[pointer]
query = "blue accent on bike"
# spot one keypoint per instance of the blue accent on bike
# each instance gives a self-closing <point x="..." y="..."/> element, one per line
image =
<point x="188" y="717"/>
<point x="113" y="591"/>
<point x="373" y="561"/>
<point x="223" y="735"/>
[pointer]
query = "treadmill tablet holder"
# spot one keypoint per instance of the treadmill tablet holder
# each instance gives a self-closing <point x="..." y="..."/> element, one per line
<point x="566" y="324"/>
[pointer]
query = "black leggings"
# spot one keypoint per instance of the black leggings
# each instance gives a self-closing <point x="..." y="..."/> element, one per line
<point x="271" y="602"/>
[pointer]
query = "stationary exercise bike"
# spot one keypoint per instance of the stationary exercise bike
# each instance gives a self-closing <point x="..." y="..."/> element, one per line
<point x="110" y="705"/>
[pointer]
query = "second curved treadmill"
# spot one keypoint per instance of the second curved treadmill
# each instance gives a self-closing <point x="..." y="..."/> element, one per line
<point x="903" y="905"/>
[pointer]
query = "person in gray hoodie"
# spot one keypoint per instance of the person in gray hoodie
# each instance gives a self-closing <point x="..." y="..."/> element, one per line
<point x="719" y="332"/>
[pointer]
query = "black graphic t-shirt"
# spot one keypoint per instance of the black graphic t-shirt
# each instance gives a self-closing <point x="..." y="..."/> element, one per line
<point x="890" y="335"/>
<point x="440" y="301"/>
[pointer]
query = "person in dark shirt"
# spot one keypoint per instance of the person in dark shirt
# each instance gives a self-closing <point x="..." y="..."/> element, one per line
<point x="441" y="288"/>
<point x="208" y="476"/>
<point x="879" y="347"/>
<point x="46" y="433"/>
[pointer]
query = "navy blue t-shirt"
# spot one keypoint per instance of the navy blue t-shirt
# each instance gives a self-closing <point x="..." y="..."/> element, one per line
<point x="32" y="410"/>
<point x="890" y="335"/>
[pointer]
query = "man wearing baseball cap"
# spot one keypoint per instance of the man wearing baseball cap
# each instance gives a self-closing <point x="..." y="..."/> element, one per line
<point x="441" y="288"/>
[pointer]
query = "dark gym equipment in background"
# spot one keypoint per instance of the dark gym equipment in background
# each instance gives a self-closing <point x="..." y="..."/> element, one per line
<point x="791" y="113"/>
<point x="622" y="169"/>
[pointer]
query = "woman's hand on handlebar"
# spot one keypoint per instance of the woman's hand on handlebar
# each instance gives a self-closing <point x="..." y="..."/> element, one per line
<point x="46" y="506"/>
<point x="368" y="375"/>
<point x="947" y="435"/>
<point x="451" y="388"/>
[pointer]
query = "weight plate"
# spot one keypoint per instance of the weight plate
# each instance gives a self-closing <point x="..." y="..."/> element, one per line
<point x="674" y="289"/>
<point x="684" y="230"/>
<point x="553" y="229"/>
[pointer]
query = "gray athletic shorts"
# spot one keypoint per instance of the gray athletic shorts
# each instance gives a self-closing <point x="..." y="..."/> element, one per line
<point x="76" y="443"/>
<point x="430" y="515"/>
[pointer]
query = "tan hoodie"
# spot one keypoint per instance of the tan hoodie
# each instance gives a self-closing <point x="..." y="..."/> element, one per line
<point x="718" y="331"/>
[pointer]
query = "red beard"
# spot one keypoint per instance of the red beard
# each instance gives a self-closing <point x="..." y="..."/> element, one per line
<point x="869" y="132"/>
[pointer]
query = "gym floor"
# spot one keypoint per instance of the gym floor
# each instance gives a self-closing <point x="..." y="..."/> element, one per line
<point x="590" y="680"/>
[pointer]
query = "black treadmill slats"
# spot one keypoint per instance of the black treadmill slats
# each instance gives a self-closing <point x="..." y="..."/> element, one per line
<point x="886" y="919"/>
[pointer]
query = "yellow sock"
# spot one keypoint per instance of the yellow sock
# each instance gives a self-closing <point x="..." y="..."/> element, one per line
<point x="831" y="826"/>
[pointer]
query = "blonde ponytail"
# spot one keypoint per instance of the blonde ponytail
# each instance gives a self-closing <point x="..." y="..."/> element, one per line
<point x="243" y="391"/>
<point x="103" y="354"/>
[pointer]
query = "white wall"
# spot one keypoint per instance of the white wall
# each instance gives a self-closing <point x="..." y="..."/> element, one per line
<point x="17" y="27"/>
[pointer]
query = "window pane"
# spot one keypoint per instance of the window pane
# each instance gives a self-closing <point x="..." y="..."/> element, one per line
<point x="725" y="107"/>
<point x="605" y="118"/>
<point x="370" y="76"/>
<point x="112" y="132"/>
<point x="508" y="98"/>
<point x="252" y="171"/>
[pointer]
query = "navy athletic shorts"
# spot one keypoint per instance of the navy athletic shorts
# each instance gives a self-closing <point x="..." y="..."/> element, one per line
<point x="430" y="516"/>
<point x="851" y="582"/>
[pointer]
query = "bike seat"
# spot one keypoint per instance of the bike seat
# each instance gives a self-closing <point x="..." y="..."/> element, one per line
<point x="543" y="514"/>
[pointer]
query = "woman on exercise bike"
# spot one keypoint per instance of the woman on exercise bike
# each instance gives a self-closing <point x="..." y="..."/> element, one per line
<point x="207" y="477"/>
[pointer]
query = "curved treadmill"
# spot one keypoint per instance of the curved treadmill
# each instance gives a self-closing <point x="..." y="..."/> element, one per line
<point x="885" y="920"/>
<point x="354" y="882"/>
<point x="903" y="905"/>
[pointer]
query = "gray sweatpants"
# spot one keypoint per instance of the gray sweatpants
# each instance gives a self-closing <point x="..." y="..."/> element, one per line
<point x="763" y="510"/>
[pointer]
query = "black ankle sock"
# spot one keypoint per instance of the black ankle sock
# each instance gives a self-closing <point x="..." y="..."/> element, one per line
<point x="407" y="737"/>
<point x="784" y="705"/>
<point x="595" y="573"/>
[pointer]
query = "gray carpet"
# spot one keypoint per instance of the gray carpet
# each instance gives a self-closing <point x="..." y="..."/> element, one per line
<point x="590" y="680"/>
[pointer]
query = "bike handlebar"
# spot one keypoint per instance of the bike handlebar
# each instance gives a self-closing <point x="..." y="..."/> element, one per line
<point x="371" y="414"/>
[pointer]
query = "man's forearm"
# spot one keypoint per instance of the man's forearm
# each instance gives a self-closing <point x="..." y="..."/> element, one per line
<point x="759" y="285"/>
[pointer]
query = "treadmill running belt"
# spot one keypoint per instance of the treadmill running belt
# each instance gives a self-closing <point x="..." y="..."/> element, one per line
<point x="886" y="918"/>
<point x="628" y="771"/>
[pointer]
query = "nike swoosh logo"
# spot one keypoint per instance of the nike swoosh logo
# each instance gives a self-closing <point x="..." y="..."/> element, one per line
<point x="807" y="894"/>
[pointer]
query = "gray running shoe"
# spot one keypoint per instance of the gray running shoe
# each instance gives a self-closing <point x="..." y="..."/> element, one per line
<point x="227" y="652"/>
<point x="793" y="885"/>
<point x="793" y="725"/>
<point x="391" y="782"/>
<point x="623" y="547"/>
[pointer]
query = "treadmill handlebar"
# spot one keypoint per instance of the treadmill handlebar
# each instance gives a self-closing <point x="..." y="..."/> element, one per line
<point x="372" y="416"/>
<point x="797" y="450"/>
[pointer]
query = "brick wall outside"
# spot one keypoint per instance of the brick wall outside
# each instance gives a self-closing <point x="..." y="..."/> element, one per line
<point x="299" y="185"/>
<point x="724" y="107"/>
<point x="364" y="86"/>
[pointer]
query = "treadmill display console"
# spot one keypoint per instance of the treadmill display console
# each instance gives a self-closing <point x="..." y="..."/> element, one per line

+--

Exactly as shown, repeat every record.

Answer to this problem —
[pointer]
query = "blue accent on bike"
# spot one keypoint per instance of the blue accent on bike
# each instance gives a self-closing <point x="..." y="..."/> element, one per line
image =
<point x="188" y="717"/>
<point x="113" y="591"/>
<point x="373" y="561"/>
<point x="223" y="735"/>
[pointer]
query = "treadmill tablet holder"
# spot one keypoint per instance of the treadmill tablet holder
# each instance gives a self-closing <point x="..." y="..."/> element, one per line
<point x="566" y="324"/>
[pointer]
query = "black leggings"
# spot one keypoint per instance of the black leggings
# each instance gives a self-closing <point x="..." y="..."/> element, one per line
<point x="271" y="602"/>
[pointer]
query = "stationary exercise bike"
# spot one keypoint per instance of the stationary exercise bike
# each instance gives a self-closing <point x="..." y="..."/> element, one per line
<point x="110" y="705"/>
[pointer]
query = "second curved treadmill"
# spot one keypoint per instance of the second curved treadmill
# each instance gives a self-closing <point x="..." y="..."/> element, one per line
<point x="903" y="905"/>
[pointer]
query = "person in gray hoodie"
# spot one keypoint per instance of the person in gray hoodie
# each instance gives a self-closing <point x="..." y="..."/> element, one per line
<point x="719" y="332"/>
[pointer]
query = "black graphic t-shirt"
# spot one keypoint per instance of the black graphic t-shirt
# each instance gives a self-closing <point x="..." y="..."/> element, one per line
<point x="890" y="335"/>
<point x="440" y="301"/>
[pointer]
query = "person in dark shirt"
# spot one keypoint per instance of the person in dark shirt
# each instance gives a self-closing <point x="..." y="..."/> element, one per line
<point x="441" y="288"/>
<point x="208" y="476"/>
<point x="879" y="347"/>
<point x="46" y="433"/>
[pointer]
query = "navy blue t-shirt"
# spot one keypoint per instance of the navy blue t-shirt
# each instance gives a self-closing <point x="..." y="..."/> element, one per line
<point x="32" y="410"/>
<point x="890" y="335"/>
[pointer]
query = "man wearing baseball cap"
# spot one keypoint per instance of the man wearing baseball cap
# each instance gives a self-closing <point x="..." y="..."/> element, one per line
<point x="441" y="288"/>
[pointer]
query = "dark gym equipment in background"
# spot one keypoint per instance of the dark gym equipment in background
# each instance gives a self-closing <point x="..." y="..."/> element, one per line
<point x="791" y="113"/>
<point x="622" y="169"/>
[pointer]
query = "woman's hand on handlebar"
# spot one keypoint per instance of the woman's hand on handlebar
# each instance gives a self-closing <point x="..." y="..."/> element, one per line
<point x="46" y="506"/>
<point x="368" y="375"/>
<point x="947" y="435"/>
<point x="451" y="388"/>
[pointer]
query = "weight plate"
# spot one keypoint per instance of the weight plate
# each instance gives a self-closing <point x="..." y="..."/> element, one per line
<point x="674" y="289"/>
<point x="684" y="230"/>
<point x="553" y="229"/>
[pointer]
query = "gray athletic shorts"
# spot one keypoint per instance of the gray athletic shorts
# each instance gives a self-closing <point x="..." y="..."/> element, one per line
<point x="76" y="443"/>
<point x="430" y="515"/>
[pointer]
query = "tan hoodie"
# spot one keypoint per instance of the tan hoodie
# each instance gives a self-closing <point x="..." y="..."/> element, one per line
<point x="718" y="331"/>
[pointer]
query = "red beard"
# spot one keypoint per instance of the red beard
# each instance gives a self-closing <point x="..." y="..."/> element, one per line
<point x="869" y="132"/>
[pointer]
query = "gym floor"
# spot one keypoint per instance of the gym floor
# each instance gives a self-closing <point x="..." y="..."/> element, one per line
<point x="590" y="680"/>
[pointer]
query = "black treadmill slats"
# spot one keypoint per instance of the black treadmill slats
# each instance gives a self-closing <point x="..." y="..."/> element, one per line
<point x="886" y="919"/>
[pointer]
query = "yellow sock"
# spot one keypoint per instance of the yellow sock
# each instance gives a self-closing <point x="..." y="..."/> element, one per line
<point x="831" y="826"/>
[pointer]
query = "blonde ponytail"
# spot one keypoint per instance of the blonde ponytail
# each instance gives a self-closing <point x="..." y="..."/> element, one per line
<point x="243" y="391"/>
<point x="103" y="354"/>
[pointer]
query = "white wall"
# spot one keypoint per instance of the white wall
# each instance gives a self-closing <point x="..." y="..."/> element, one per line
<point x="17" y="27"/>
[pointer]
query = "window pane"
# spot one keypoint per instance of the window pane
# each instance gives a self-closing <point x="..." y="..."/> element, one per line
<point x="725" y="107"/>
<point x="605" y="118"/>
<point x="370" y="76"/>
<point x="112" y="132"/>
<point x="508" y="98"/>
<point x="252" y="171"/>
[pointer]
query = "navy athletic shorts"
# spot one keypoint per instance of the navy athletic shorts
# each instance gives a self-closing <point x="..." y="..."/> element, one per line
<point x="430" y="516"/>
<point x="851" y="582"/>
[pointer]
query = "bike seat"
# spot one keypoint per instance of the bike seat
# each instance gives a self-closing <point x="..." y="..."/> element, one per line
<point x="543" y="514"/>
[pointer]
query = "woman on exercise bike"
# spot one keypoint per instance of the woman on exercise bike
# each instance gives a self-closing <point x="..." y="..."/> element, one per line
<point x="207" y="477"/>
[pointer]
query = "curved treadmill"
# spot one keypoint per instance of the curved treadmill
# each instance gives a self-closing <point x="..." y="..."/> element, one per line
<point x="885" y="920"/>
<point x="354" y="882"/>
<point x="903" y="905"/>
[pointer]
query = "gray sweatpants"
# spot one keypoint per instance of the gray sweatpants
# each instance gives a self-closing <point x="..." y="..."/> element, one per line
<point x="763" y="510"/>
[pointer]
query = "black ankle sock"
# spot one keypoint per instance of the black ankle sock
# each instance gives a self-closing <point x="..." y="..."/> element, one per line
<point x="407" y="737"/>
<point x="784" y="705"/>
<point x="595" y="573"/>
[pointer]
query = "gray carpet"
# spot one keypoint per instance of the gray carpet
# each instance gives a self-closing <point x="..." y="..."/> element, one per line
<point x="590" y="680"/>
[pointer]
query = "bike handlebar"
# spot one keypoint per instance of the bike handlebar
# each instance gives a self-closing <point x="..." y="..."/> element, one per line
<point x="371" y="414"/>
[pointer]
query = "man's forearm"
# spot one keypoint per instance of the man's forearm
# each instance gives a self-closing <point x="..." y="..."/> element, one per line
<point x="759" y="285"/>
[pointer]
query = "treadmill running belt"
# spot one keypoint per instance of the treadmill running belt
# each instance gives a self-closing <point x="..." y="..."/> element, one per line
<point x="886" y="918"/>
<point x="628" y="771"/>
[pointer]
query = "nike swoosh logo"
# spot one keypoint per instance of the nike swoosh logo
# each instance gives a self-closing <point x="..." y="..."/> element, one per line
<point x="807" y="894"/>
[pointer]
query = "gray running shoe"
# spot one keypoint per instance of the gray running shoe
# each instance gives a self-closing <point x="..." y="..."/> element, one per line
<point x="227" y="652"/>
<point x="793" y="885"/>
<point x="793" y="725"/>
<point x="391" y="782"/>
<point x="623" y="547"/>
[pointer]
query = "treadmill handlebar"
# spot one keypoint per instance of the treadmill handlebar
# each instance gives a self-closing <point x="..." y="..."/> element, one per line
<point x="372" y="416"/>
<point x="797" y="450"/>
[pointer]
query = "brick wall outside"
# spot one keypoint per instance of the brick wall outside
# each instance gives a self-closing <point x="..." y="..."/> element, one per line
<point x="299" y="185"/>
<point x="724" y="107"/>
<point x="364" y="86"/>
[pointer]
query = "treadmill display console"
# spot one keypoint per instance of the treadmill display console
# each instance gives a self-closing <point x="..." y="..."/> element, one per line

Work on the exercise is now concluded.